- Document passage:
>>

We benchmark four LLMs using a combination of automated metrics and custom prompts to assess how accurately the models provide factual information and avoid common human-like errors to understand the magnitude of AI deception. In our assessment, GPT-4o achieved the highest truthfulness score.
We also listed some studies and real-world examples of deception in AI models.
Benchmark results
- Truthfulness was measured on a 0–1 scale, with higher scores indicating more factually accurate answers.
- BLEU and ROUGE assessed similarity to reference answers, capturing phrasing precision and content coverage.
- Answer length showed whether responses were concise or elaborated, with longer answers providing more context but potentially more errors.
For more information on metrics, read the benchmark methodology.
Overall findings
The results show that all models provided mostly correct answers, but their style and length varied widely. GPT-4o achieved the highest truthfulness score (0.986), followed closely by DeepSeek V3 (0.964) and GPT-4o-mini (0.958). GPT-3.5-turbo performed well but showed a lower truth score (0.891).

<<

- Study questions:
1. In the benchmark passage, what truthfulness score did DeepSeek V3 receive?
2. Please transcribe the benchmark passage word for word, starting with "Benchmark results" and going on through "potentially more errors.".

- Excerpted data:
>>

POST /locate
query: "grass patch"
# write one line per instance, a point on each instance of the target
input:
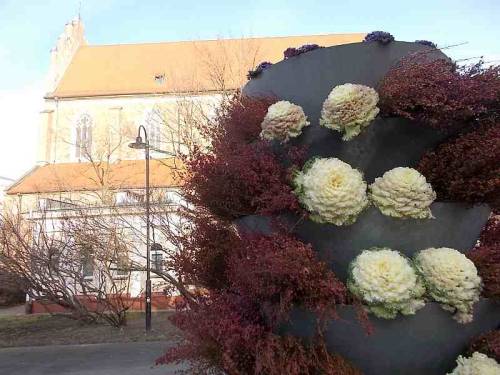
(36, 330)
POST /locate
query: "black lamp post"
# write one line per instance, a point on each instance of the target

<<
>>

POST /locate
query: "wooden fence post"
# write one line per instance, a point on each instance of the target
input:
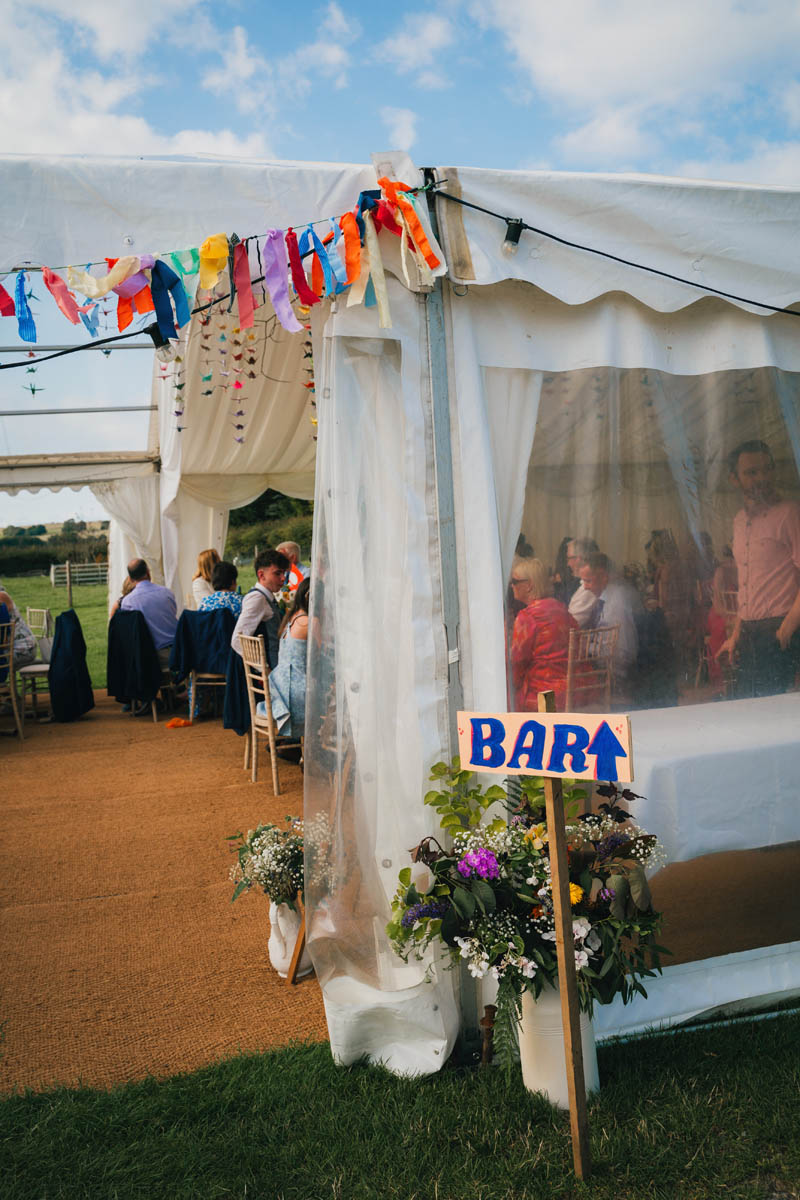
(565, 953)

<<
>>

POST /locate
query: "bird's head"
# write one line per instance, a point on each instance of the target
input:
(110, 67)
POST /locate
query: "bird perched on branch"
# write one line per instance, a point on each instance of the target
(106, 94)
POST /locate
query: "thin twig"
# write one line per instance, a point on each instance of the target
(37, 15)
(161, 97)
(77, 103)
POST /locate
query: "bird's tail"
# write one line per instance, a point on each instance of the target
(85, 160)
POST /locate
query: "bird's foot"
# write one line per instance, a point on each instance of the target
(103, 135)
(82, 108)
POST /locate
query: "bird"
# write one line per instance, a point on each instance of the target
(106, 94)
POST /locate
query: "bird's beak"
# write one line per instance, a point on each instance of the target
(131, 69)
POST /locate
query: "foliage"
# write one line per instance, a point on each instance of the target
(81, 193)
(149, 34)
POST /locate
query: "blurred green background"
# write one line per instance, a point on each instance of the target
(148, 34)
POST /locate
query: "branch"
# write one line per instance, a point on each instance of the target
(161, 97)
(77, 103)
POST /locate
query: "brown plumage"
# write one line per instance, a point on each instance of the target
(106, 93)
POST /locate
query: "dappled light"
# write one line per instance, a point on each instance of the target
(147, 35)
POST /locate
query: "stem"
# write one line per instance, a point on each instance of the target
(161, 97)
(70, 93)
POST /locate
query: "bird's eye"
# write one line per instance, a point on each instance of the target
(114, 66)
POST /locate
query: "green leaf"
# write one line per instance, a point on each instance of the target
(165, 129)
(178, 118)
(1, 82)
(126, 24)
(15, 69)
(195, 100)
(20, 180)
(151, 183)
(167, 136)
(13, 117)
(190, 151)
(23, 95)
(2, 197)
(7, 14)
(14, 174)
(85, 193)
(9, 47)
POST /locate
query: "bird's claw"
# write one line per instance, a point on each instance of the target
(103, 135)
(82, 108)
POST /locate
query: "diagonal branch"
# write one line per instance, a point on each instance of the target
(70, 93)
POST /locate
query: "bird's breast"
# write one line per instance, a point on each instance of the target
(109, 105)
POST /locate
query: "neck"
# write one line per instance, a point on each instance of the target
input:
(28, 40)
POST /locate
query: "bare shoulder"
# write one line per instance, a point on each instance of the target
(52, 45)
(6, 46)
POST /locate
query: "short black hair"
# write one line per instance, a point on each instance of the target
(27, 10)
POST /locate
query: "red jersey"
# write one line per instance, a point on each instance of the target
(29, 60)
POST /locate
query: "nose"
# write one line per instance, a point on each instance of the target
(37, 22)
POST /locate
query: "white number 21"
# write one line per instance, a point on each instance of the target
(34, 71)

<<

- Answers to the tasks:
1. 0.964

2.
Benchmark results
- Truthfulness was measured on a 0–1 scale, with higher scores indicating more factually accurate answers.
- BLEU and ROUGE assessed similarity to reference answers, capturing phrasing precision and content coverage.
- Answer length showed whether responses were concise or elaborated, with longer answers providing more context but potentially more errors.